** Given information follows **
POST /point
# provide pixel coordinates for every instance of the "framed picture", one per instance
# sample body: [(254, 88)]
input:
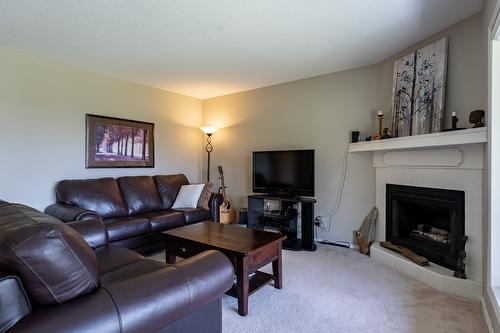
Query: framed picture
[(119, 143)]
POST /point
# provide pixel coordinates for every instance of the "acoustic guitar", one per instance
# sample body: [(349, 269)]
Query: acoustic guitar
[(226, 213)]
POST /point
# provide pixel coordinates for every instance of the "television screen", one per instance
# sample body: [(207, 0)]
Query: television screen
[(284, 172)]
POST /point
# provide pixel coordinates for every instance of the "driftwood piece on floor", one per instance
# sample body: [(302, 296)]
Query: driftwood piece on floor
[(365, 236), (419, 260)]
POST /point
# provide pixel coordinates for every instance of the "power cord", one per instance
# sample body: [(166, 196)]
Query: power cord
[(331, 215)]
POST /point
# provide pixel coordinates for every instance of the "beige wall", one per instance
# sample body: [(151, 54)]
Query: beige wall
[(319, 113), (42, 125), (491, 305), (314, 113), (466, 86)]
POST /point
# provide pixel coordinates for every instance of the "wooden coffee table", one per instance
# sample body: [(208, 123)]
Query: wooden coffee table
[(248, 250)]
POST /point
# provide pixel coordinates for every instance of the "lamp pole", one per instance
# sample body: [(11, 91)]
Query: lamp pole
[(209, 148)]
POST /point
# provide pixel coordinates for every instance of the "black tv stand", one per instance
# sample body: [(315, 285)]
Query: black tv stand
[(284, 220)]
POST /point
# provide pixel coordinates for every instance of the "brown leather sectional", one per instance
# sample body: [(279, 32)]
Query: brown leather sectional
[(135, 210), (66, 277)]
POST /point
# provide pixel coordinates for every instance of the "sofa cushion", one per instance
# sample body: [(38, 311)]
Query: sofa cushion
[(131, 270), (168, 187), (164, 220), (125, 227), (195, 215), (53, 261), (110, 258), (99, 195), (140, 194)]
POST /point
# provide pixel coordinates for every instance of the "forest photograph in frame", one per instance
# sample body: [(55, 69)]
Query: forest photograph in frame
[(118, 143)]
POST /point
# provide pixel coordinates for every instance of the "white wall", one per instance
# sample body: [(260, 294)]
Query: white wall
[(42, 125), (491, 230)]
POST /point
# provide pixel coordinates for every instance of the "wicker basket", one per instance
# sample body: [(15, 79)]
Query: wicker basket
[(227, 216)]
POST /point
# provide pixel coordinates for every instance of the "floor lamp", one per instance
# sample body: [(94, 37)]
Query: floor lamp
[(208, 130)]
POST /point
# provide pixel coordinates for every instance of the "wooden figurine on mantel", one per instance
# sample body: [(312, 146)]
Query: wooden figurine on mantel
[(380, 117)]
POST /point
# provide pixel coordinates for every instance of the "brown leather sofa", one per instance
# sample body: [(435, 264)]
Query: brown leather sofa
[(57, 277), (135, 210)]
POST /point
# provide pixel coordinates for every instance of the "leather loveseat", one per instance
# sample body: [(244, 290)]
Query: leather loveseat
[(135, 210), (65, 277)]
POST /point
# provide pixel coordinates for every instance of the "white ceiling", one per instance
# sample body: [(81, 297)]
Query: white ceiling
[(207, 48)]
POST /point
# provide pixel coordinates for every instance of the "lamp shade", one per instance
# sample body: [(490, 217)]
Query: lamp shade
[(209, 130)]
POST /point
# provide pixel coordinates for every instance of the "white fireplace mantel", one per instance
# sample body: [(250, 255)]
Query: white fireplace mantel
[(433, 140)]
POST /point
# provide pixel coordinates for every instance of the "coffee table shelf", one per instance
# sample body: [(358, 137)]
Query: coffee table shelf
[(255, 282)]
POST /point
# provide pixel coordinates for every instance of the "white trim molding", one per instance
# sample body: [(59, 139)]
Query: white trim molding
[(433, 140)]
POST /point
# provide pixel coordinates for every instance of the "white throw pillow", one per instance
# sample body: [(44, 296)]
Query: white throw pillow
[(188, 196)]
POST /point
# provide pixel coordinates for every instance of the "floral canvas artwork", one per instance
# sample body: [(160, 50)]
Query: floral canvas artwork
[(419, 90)]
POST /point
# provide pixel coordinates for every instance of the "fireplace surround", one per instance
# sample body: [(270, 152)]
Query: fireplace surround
[(429, 221)]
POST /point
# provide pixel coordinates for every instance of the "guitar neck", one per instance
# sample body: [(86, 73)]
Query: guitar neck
[(223, 186)]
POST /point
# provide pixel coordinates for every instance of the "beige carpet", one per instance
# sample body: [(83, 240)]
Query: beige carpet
[(340, 290)]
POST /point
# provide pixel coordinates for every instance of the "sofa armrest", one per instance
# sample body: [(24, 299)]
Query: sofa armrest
[(169, 293), (93, 232), (214, 204), (93, 312), (14, 302), (67, 213)]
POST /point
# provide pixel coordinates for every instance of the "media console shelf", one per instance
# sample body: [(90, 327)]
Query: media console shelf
[(285, 219)]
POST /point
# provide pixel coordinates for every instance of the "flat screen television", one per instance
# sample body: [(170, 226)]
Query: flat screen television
[(284, 172)]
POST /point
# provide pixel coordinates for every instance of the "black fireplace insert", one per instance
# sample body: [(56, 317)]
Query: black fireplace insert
[(429, 221)]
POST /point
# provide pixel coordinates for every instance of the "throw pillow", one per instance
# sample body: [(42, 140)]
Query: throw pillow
[(205, 196), (188, 196)]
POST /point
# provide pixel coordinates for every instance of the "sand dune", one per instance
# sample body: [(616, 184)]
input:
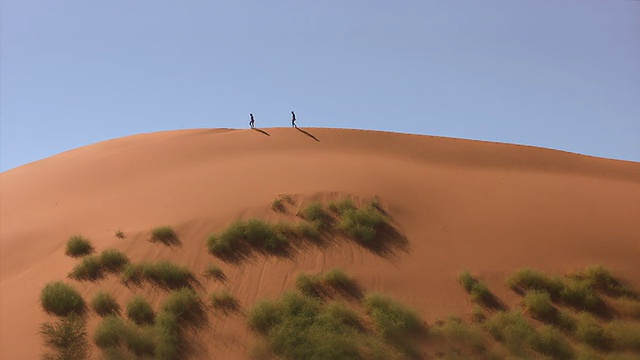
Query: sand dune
[(487, 207)]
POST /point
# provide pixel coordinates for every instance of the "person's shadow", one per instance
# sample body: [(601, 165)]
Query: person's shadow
[(262, 131), (308, 134)]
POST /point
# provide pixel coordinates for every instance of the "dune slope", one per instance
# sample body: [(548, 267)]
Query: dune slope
[(487, 207)]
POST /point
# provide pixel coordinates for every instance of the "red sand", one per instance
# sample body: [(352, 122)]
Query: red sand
[(463, 205)]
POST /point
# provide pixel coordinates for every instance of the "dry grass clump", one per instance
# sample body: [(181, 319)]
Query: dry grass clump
[(66, 339), (78, 246), (61, 299), (165, 235)]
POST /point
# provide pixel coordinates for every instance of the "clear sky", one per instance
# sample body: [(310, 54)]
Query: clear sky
[(557, 74)]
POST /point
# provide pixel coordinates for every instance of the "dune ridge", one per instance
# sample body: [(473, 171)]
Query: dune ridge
[(462, 204)]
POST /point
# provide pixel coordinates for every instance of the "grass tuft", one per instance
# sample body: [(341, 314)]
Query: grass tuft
[(139, 311), (104, 304), (78, 246), (61, 299), (165, 235), (66, 339)]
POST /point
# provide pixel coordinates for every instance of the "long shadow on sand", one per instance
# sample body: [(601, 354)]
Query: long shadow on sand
[(308, 134), (261, 131)]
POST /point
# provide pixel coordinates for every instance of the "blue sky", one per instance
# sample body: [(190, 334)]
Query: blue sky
[(557, 74)]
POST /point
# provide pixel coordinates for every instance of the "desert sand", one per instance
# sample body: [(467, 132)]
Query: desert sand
[(490, 208)]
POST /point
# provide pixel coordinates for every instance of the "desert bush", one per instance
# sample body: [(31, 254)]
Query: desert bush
[(342, 206), (316, 213), (224, 302), (549, 341), (392, 319), (110, 332), (61, 299), (186, 305), (538, 302), (89, 269), (169, 337), (300, 327), (165, 235), (78, 246), (66, 338), (588, 331), (581, 296), (600, 278), (243, 235), (529, 279), (104, 304), (139, 311), (511, 329), (113, 260), (214, 272), (278, 206)]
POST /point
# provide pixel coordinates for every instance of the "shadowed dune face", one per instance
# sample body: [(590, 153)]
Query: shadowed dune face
[(460, 204)]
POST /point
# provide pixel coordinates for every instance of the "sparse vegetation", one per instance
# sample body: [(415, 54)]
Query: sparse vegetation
[(66, 338), (61, 299), (165, 235), (78, 246), (214, 272), (104, 304), (139, 311), (89, 269)]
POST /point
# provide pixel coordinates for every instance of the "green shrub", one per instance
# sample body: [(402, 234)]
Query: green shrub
[(342, 206), (315, 212), (89, 269), (165, 235), (581, 296), (66, 338), (113, 260), (78, 246), (278, 206), (588, 331), (528, 279), (110, 332), (538, 302), (214, 272), (224, 302), (551, 342), (61, 299), (139, 311), (362, 225), (104, 304), (186, 305), (392, 319), (169, 337), (511, 329), (600, 278)]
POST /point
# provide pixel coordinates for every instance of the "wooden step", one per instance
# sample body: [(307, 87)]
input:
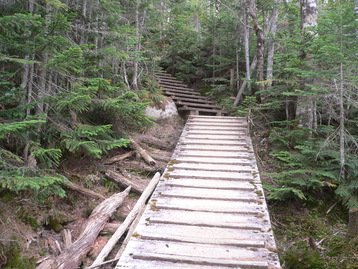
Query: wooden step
[(191, 108), (198, 105), (190, 92), (193, 100), (184, 94), (173, 84)]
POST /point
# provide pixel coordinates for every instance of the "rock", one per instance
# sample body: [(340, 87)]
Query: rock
[(164, 110)]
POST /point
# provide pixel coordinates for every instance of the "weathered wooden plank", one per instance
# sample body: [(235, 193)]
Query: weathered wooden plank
[(190, 137), (223, 148), (201, 235), (159, 264), (198, 193), (205, 219), (202, 139), (212, 160), (215, 132), (236, 125), (207, 205), (208, 210), (198, 250), (202, 261), (193, 100), (201, 174), (213, 128), (214, 167), (210, 184), (183, 94), (216, 154)]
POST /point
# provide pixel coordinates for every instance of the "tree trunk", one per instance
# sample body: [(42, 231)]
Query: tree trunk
[(136, 184), (87, 192), (71, 258), (129, 219), (309, 18), (247, 47), (118, 158), (271, 45), (146, 157), (259, 46), (353, 222)]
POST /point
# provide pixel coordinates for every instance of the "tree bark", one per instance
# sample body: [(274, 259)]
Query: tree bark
[(146, 157), (71, 258), (353, 222), (118, 158), (247, 47), (84, 191), (304, 108), (271, 45), (259, 46), (135, 165), (131, 216)]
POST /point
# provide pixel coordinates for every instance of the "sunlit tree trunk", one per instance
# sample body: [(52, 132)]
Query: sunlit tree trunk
[(259, 44), (271, 44), (304, 108), (247, 48)]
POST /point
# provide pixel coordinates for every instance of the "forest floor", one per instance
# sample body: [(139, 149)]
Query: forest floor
[(310, 234), (32, 230)]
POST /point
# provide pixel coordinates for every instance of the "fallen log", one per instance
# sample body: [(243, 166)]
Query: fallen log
[(71, 258), (146, 157), (84, 191), (129, 234), (119, 157), (136, 184), (67, 238), (139, 206), (161, 158), (156, 143), (110, 228)]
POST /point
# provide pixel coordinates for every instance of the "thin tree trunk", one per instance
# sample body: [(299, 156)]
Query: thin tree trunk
[(259, 46), (247, 47), (252, 66), (271, 45), (309, 18), (137, 33), (129, 219), (71, 258)]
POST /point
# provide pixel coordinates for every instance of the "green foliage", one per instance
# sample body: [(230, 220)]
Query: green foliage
[(18, 128), (13, 257), (40, 181), (307, 167), (92, 140)]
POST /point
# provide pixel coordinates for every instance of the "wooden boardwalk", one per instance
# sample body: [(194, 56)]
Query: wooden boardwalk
[(187, 99), (208, 210)]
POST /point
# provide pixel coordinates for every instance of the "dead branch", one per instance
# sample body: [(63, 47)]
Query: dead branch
[(156, 143), (71, 258), (67, 238), (118, 158), (146, 157), (136, 184), (139, 206), (84, 191), (110, 228), (135, 165)]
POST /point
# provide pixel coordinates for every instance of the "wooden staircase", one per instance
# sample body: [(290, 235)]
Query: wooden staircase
[(187, 99), (208, 210)]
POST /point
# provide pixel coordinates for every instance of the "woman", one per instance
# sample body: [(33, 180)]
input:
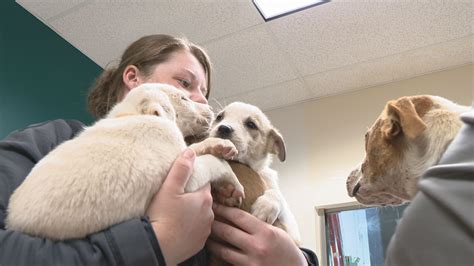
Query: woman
[(178, 224)]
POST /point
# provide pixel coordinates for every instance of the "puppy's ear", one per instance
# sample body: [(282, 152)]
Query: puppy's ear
[(148, 107), (276, 144), (402, 117)]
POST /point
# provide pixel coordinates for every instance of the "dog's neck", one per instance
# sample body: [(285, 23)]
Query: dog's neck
[(258, 165), (427, 149)]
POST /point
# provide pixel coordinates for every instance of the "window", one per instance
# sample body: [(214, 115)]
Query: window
[(358, 235)]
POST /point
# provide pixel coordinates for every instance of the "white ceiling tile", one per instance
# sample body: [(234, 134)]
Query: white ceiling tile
[(338, 46), (46, 9), (270, 97), (103, 29), (392, 68), (247, 60), (341, 33)]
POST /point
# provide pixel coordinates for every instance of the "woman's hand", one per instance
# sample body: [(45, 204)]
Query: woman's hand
[(182, 222), (253, 241)]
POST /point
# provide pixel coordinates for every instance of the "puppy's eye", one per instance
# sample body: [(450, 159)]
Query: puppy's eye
[(184, 83), (250, 125)]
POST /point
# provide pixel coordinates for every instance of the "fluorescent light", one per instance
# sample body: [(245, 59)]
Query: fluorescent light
[(271, 9)]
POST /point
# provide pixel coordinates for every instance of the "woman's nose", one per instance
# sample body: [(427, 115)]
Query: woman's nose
[(198, 97)]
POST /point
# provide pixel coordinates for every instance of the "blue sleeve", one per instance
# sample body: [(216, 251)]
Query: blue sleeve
[(129, 243)]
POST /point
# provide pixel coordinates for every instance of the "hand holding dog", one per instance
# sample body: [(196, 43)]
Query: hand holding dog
[(255, 242), (182, 222)]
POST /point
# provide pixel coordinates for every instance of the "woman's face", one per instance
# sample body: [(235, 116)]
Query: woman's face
[(183, 71)]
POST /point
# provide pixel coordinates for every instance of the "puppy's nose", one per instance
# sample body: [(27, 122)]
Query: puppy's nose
[(224, 131), (356, 189)]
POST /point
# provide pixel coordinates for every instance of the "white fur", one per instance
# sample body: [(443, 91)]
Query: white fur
[(399, 184), (255, 147), (110, 172)]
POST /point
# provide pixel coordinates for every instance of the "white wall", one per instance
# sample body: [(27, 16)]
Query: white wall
[(325, 139)]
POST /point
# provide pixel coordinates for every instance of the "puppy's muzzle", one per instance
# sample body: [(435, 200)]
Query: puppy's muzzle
[(224, 131)]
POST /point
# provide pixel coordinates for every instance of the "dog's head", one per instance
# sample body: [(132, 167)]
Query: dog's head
[(409, 136), (251, 132), (167, 101)]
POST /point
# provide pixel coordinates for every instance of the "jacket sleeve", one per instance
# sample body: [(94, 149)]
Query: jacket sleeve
[(438, 226), (129, 243), (310, 257)]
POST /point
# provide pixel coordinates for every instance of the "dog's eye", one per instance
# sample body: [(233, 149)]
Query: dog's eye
[(250, 125)]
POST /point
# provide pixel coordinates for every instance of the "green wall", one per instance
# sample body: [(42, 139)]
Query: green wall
[(42, 76)]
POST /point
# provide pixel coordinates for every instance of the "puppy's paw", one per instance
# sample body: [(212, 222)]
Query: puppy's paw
[(227, 193), (265, 209), (223, 148)]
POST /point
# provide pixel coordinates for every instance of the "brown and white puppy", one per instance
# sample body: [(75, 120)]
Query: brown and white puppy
[(247, 127), (409, 136), (111, 170)]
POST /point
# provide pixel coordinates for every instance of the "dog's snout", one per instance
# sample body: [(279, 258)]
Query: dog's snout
[(224, 131), (355, 189)]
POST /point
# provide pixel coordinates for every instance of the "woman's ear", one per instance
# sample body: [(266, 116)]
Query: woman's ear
[(131, 77)]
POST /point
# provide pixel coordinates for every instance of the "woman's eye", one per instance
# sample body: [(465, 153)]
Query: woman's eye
[(250, 125), (184, 83)]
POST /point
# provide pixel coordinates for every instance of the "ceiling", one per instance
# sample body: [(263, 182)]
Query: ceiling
[(325, 50)]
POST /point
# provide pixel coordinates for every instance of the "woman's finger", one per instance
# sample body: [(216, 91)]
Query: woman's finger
[(226, 253), (240, 218)]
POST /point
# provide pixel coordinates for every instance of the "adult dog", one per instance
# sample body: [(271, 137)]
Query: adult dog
[(110, 171), (409, 136)]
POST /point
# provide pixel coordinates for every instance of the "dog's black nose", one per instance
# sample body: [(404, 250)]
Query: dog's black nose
[(356, 189), (224, 131)]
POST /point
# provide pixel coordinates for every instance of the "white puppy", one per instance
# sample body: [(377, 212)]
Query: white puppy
[(110, 171), (247, 127)]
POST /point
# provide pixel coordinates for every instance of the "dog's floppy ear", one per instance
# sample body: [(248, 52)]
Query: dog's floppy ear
[(402, 116), (276, 144)]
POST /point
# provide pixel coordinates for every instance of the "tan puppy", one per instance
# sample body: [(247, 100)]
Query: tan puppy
[(256, 139), (110, 172), (409, 136)]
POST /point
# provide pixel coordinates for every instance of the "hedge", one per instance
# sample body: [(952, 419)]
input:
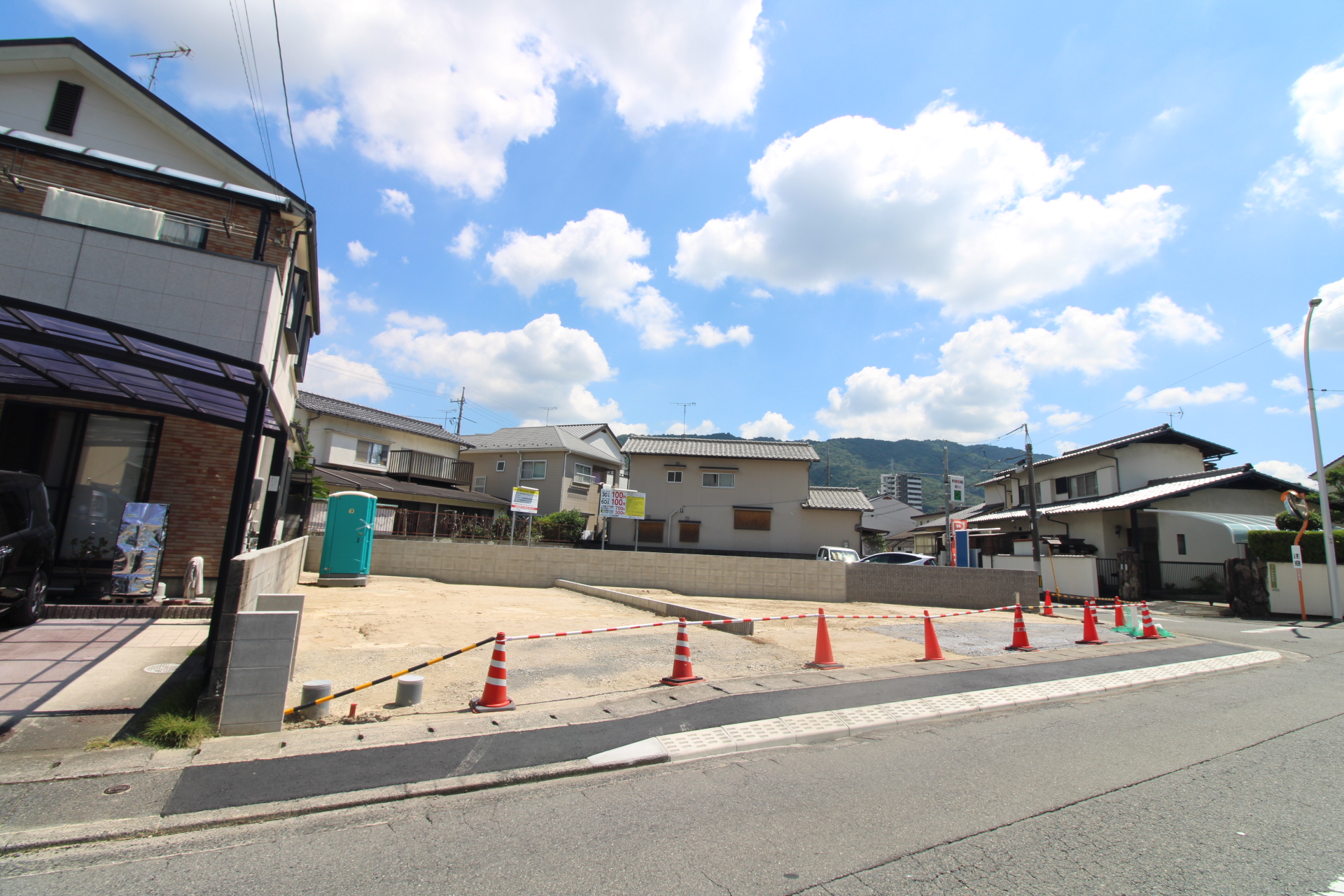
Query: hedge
[(1273, 546)]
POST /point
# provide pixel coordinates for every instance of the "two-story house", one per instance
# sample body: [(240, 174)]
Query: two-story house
[(568, 465), (1158, 492), (410, 465), (158, 295), (734, 496)]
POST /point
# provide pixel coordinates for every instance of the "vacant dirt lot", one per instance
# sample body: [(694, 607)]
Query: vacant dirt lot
[(356, 634)]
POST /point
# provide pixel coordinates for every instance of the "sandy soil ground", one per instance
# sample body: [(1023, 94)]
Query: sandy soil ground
[(351, 636)]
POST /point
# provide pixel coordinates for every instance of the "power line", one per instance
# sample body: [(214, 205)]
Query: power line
[(280, 51)]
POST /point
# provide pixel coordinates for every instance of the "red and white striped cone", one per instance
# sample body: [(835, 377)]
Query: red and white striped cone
[(1149, 629), (933, 650), (682, 672), (1019, 633), (822, 657), (1091, 634), (495, 697)]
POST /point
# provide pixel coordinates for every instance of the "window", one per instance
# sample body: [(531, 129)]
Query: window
[(371, 453), (65, 108), (757, 520)]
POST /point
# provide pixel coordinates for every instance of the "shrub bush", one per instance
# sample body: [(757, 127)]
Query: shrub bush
[(1273, 546)]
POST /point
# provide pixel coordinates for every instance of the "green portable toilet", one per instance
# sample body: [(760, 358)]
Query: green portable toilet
[(349, 542)]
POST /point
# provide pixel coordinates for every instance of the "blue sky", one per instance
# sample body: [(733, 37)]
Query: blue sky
[(892, 220)]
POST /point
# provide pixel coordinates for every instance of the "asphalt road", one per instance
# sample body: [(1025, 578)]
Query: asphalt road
[(1222, 785)]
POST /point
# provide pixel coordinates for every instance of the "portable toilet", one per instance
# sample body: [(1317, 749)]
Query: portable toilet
[(349, 542)]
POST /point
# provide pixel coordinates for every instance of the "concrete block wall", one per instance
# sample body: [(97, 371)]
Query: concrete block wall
[(690, 574), (258, 672), (952, 587)]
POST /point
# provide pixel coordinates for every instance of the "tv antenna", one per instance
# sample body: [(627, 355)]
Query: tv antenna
[(159, 55), (685, 405)]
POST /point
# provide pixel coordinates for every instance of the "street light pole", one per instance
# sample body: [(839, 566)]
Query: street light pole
[(1322, 485)]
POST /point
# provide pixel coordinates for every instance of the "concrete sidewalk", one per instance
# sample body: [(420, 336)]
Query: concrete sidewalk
[(237, 780)]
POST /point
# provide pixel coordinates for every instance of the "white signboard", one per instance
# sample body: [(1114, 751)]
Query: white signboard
[(622, 505), (958, 488), (524, 500)]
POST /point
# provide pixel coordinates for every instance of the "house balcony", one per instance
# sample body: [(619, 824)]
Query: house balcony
[(419, 465)]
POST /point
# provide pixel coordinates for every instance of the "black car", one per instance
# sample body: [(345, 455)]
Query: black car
[(27, 546)]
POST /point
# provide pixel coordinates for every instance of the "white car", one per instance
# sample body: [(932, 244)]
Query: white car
[(838, 555)]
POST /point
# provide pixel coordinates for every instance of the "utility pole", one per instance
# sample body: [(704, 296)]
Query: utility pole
[(1035, 523), (685, 405), (1323, 486), (946, 504)]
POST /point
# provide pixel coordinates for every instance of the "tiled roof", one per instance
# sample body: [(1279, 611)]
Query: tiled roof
[(540, 438), (362, 414), (1155, 491), (374, 482), (743, 449), (1164, 434), (830, 498)]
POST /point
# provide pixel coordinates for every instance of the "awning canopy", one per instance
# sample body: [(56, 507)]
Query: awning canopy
[(1238, 524), (50, 351)]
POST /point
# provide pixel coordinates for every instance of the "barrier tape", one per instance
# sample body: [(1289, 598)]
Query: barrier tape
[(396, 675)]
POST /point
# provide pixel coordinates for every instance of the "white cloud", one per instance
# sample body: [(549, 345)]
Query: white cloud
[(1287, 470), (1327, 326), (704, 429), (358, 254), (337, 377), (1180, 397), (983, 382), (961, 211), (710, 336), (467, 241), (545, 363), (771, 424), (597, 254), (1289, 384), (1319, 96), (442, 88), (318, 127), (397, 203), (1167, 320)]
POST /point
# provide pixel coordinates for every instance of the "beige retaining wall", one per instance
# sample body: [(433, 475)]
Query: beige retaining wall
[(702, 574)]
** End of Given information **
● Task details: Out of the entries above, write out only the lines between the line holding "Query: house balcony" and the line holding "# sample body: [(56, 507)]", inclusive, each exactly as given.

● Response to the task:
Query: house balcony
[(419, 465)]
POST /point
# provide pixel coordinates for every instance of the "black car", one per instance
# sample body: [(345, 455)]
Query: black car
[(27, 546)]
POST /point
# provide pixel coordinates for every instance of the "white car", one per instance
# sample body: [(932, 244)]
Query: white car
[(838, 555)]
POST /point
# provide pixel coordinates for every instance of the "utility pole", one per instance
# sample body: [(704, 296)]
Query: utility pole
[(1035, 523), (685, 405), (1323, 486), (946, 504)]
POST /point
# provide pixel coordinates for every instance of the "tiled roof", one per instance
# sample body: [(1279, 611)]
Query: tiled roof
[(540, 438), (362, 414), (1155, 491), (374, 482), (743, 449), (1164, 434), (830, 498)]
POST /point
# provide pixel coordinates for every instance of the "awning canopy", one per instance
# sample body: [(56, 507)]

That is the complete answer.